**TASK**
Copy out the part of the items below that opens with the line containing "target: tree line" and closes with the line containing "155 201 L 144", both lines included. Keep every line, but multiply each coordinate in the polygon outlines by 0.65, round to whole numbers with halves going up, and leave out the pictures.

**RECORDS SHOWN**
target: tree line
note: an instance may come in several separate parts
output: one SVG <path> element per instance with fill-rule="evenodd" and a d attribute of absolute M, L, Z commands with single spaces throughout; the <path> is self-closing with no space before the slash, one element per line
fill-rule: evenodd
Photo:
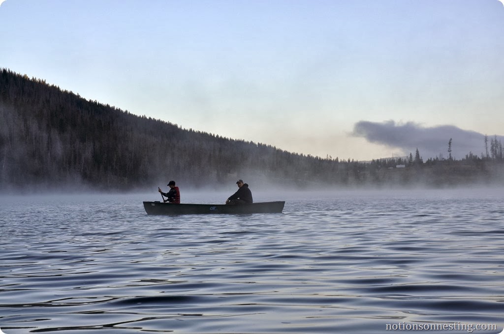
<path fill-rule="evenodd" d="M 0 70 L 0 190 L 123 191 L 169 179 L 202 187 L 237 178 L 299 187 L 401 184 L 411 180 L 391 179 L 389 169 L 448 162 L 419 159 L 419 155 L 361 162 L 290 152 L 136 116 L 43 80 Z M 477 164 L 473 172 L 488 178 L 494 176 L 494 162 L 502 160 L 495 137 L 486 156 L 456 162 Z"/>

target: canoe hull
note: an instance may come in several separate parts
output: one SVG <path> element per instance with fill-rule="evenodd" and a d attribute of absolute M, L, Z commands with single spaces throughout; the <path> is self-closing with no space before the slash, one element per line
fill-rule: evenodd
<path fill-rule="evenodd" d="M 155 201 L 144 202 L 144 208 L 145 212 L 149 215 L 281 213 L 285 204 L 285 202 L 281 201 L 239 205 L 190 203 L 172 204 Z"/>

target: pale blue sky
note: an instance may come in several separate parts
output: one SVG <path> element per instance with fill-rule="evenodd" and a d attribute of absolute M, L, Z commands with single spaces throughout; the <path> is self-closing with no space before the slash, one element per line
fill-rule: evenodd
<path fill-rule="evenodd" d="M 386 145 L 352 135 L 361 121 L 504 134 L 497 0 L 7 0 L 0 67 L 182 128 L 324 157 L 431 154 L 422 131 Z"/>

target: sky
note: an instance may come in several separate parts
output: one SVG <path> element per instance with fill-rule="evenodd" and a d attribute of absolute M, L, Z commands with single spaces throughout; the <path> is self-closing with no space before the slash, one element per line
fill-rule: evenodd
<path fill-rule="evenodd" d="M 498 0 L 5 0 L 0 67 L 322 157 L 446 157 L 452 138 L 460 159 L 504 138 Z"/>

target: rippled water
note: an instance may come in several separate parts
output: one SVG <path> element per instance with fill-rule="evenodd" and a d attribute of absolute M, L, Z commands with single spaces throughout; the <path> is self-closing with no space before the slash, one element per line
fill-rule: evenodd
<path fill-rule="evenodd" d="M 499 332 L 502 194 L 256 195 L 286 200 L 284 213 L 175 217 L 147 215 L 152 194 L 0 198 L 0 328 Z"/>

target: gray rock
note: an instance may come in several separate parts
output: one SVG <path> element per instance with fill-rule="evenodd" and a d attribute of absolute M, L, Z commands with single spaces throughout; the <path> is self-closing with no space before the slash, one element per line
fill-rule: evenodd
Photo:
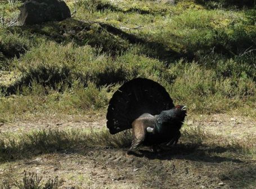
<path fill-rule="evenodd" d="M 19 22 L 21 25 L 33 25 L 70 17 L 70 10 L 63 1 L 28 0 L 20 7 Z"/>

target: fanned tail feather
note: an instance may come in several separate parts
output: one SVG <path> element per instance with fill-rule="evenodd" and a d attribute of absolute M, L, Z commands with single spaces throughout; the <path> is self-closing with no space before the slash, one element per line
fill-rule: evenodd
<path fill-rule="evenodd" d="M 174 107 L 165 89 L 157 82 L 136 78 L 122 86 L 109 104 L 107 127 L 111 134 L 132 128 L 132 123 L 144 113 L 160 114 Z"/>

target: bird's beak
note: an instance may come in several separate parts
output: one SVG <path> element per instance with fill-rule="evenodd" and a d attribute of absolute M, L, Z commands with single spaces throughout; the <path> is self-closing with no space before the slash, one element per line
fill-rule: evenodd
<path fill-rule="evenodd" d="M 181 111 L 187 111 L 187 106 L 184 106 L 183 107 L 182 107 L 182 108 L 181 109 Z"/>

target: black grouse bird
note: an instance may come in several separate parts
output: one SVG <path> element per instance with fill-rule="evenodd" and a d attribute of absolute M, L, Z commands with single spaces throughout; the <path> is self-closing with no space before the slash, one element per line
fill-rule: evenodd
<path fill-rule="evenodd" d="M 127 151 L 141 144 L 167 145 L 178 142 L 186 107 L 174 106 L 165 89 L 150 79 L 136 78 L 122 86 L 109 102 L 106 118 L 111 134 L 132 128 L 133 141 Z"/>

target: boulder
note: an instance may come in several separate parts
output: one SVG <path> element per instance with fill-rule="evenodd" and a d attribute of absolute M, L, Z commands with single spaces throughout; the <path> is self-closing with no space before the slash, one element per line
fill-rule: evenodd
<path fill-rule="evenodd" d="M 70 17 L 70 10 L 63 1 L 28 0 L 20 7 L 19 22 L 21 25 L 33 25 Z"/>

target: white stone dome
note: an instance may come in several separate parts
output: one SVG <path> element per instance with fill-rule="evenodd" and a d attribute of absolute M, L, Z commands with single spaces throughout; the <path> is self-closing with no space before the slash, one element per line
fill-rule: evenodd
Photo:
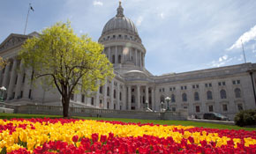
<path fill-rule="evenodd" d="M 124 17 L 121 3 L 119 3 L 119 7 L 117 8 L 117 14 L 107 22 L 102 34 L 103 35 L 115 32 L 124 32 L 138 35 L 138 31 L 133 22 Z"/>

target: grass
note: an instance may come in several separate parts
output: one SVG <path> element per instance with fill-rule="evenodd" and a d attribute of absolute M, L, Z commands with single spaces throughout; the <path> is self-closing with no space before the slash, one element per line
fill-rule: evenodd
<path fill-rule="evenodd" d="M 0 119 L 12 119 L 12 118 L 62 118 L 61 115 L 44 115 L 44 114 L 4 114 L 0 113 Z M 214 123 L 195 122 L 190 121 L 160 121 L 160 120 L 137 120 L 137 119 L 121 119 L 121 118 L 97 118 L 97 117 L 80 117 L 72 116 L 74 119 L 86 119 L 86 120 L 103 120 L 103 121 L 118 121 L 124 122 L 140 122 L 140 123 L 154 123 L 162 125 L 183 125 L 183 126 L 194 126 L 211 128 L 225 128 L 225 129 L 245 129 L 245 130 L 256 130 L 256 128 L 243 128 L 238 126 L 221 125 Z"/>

--

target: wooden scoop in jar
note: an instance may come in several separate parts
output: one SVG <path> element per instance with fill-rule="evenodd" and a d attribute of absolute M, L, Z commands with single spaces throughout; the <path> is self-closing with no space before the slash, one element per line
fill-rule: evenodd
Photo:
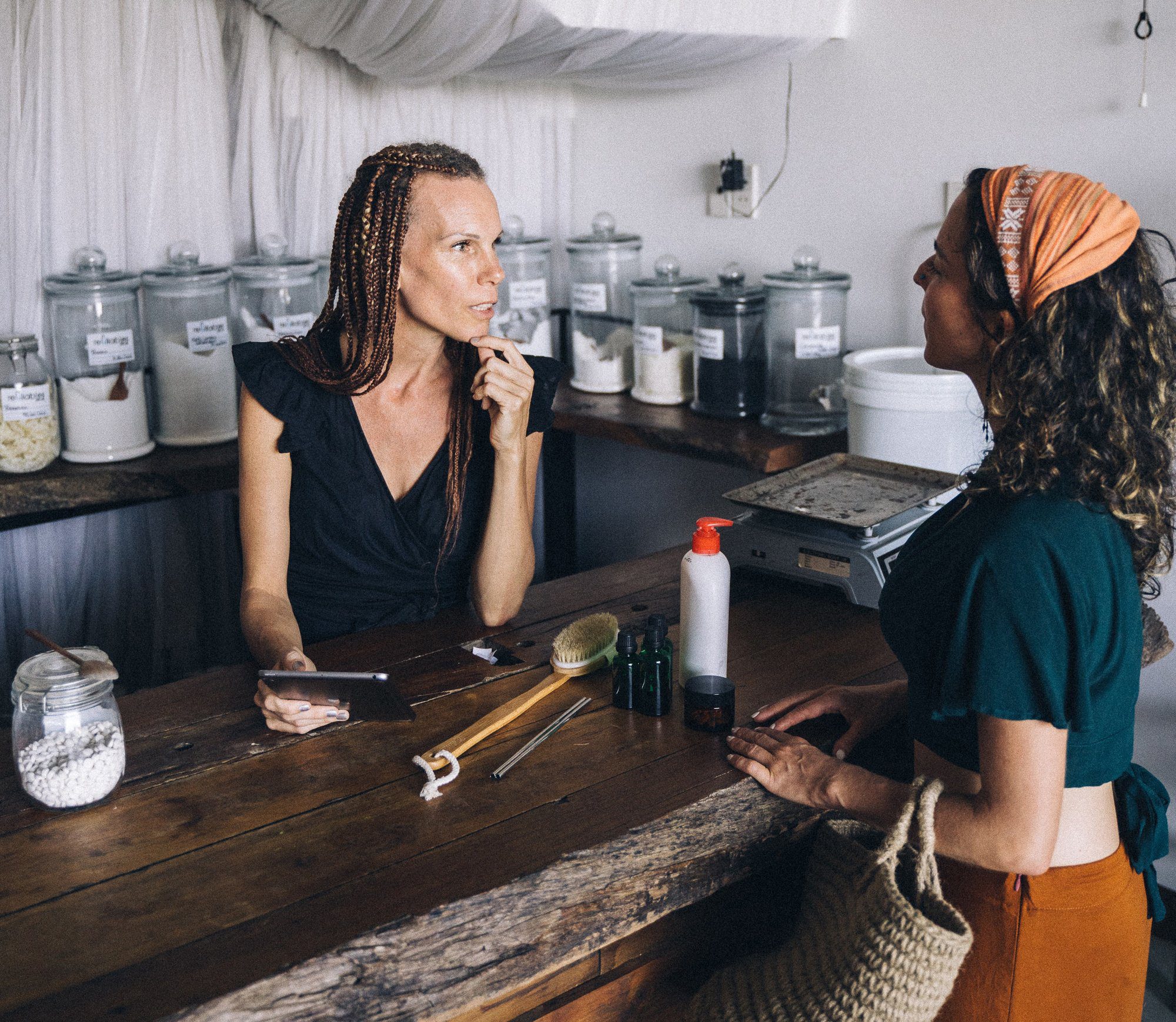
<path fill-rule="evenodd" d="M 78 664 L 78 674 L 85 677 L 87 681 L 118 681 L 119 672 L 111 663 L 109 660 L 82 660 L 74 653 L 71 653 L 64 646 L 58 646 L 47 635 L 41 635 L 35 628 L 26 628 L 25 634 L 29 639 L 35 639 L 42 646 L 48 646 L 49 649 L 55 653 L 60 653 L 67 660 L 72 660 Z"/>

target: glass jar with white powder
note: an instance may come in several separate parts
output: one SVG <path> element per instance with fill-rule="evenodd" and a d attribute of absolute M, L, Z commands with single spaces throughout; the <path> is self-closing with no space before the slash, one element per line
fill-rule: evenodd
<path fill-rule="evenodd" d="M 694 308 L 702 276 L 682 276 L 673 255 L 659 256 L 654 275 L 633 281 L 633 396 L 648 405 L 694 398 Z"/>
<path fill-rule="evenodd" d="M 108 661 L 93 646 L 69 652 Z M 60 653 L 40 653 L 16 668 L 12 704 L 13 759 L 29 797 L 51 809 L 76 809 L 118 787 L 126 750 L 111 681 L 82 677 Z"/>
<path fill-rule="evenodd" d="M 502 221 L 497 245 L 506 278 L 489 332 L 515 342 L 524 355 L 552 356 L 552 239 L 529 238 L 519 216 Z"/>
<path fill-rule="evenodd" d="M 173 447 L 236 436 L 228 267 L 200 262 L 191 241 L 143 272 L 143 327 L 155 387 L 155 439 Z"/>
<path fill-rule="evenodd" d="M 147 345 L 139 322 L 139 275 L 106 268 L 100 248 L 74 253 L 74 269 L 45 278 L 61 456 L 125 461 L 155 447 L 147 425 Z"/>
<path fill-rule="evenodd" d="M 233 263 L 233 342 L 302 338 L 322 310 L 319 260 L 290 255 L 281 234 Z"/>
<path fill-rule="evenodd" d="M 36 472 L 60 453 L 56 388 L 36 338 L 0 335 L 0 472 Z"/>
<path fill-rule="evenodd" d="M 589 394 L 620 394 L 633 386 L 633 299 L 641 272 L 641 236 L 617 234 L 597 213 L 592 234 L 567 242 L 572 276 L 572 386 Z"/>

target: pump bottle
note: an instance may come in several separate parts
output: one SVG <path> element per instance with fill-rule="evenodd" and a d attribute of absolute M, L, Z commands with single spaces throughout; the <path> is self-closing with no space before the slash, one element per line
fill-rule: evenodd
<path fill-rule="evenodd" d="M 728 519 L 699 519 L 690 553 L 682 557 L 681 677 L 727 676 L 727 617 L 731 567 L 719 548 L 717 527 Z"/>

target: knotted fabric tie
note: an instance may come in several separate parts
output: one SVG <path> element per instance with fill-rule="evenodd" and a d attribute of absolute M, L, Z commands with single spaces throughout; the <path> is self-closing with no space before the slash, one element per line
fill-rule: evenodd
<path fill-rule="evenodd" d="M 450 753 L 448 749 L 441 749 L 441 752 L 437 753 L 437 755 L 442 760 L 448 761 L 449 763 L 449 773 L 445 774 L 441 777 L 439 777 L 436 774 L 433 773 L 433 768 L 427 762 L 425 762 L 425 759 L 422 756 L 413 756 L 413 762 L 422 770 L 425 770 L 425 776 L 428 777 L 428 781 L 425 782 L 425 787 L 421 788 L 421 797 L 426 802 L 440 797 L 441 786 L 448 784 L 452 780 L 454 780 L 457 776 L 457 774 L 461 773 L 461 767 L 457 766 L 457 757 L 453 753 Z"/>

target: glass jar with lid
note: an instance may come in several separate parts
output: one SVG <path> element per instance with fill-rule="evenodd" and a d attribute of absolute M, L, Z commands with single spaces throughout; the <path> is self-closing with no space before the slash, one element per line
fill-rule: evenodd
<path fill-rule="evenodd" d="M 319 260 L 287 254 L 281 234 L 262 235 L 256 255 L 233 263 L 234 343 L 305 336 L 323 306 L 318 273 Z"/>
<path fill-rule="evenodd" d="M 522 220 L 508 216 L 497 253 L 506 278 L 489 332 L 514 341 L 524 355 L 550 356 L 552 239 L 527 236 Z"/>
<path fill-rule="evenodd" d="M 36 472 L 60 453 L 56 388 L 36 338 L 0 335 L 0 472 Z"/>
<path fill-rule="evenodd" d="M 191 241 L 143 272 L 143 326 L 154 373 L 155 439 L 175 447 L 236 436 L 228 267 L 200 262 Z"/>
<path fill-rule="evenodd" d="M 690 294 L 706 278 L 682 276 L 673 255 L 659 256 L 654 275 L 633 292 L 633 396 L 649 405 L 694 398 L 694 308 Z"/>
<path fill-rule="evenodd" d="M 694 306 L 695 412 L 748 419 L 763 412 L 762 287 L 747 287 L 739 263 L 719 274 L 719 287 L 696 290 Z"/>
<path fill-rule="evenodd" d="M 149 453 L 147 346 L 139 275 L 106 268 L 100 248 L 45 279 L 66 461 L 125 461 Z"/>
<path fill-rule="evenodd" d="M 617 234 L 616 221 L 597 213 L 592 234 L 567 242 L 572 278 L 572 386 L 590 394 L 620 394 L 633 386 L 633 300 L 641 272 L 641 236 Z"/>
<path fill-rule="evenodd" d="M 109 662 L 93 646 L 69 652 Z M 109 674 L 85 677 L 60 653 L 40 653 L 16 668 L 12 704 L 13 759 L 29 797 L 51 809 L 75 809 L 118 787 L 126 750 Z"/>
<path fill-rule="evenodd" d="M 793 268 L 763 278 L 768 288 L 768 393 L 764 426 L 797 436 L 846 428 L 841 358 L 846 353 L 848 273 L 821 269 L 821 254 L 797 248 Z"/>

**ANSWER TO THIS TASK**
target: tree line
note: an instance may come in several separate parts
output: one SVG <path> element per instance with fill-rule="evenodd" and a d attribute of absolute M, L, Z commands with single spaces throughout; the <path> is self-closing with no space before the slash, one element per line
fill-rule: evenodd
Photo:
<path fill-rule="evenodd" d="M 0 46 L 0 124 L 80 124 L 110 116 L 131 122 L 154 116 L 194 122 L 261 120 L 267 117 L 254 116 L 253 110 L 291 105 L 272 103 L 272 101 L 235 105 L 189 99 L 88 75 L 28 52 Z M 310 107 L 307 112 L 317 116 L 321 114 L 321 105 L 326 104 L 322 89 L 316 101 L 296 105 Z"/>

target: canoe hull
note: an instance may come in several separate parts
output: one SVG <path> element per instance with fill-rule="evenodd" and a d attribute of absolute M, L, Z commands with single spaces throughout; the <path> is self-closing with no space before the slash, one element per line
fill-rule: evenodd
<path fill-rule="evenodd" d="M 101 131 L 94 131 L 94 135 L 94 138 L 97 140 L 183 138 L 185 133 L 185 131 L 183 131 L 155 133 L 124 132 L 112 133 Z"/>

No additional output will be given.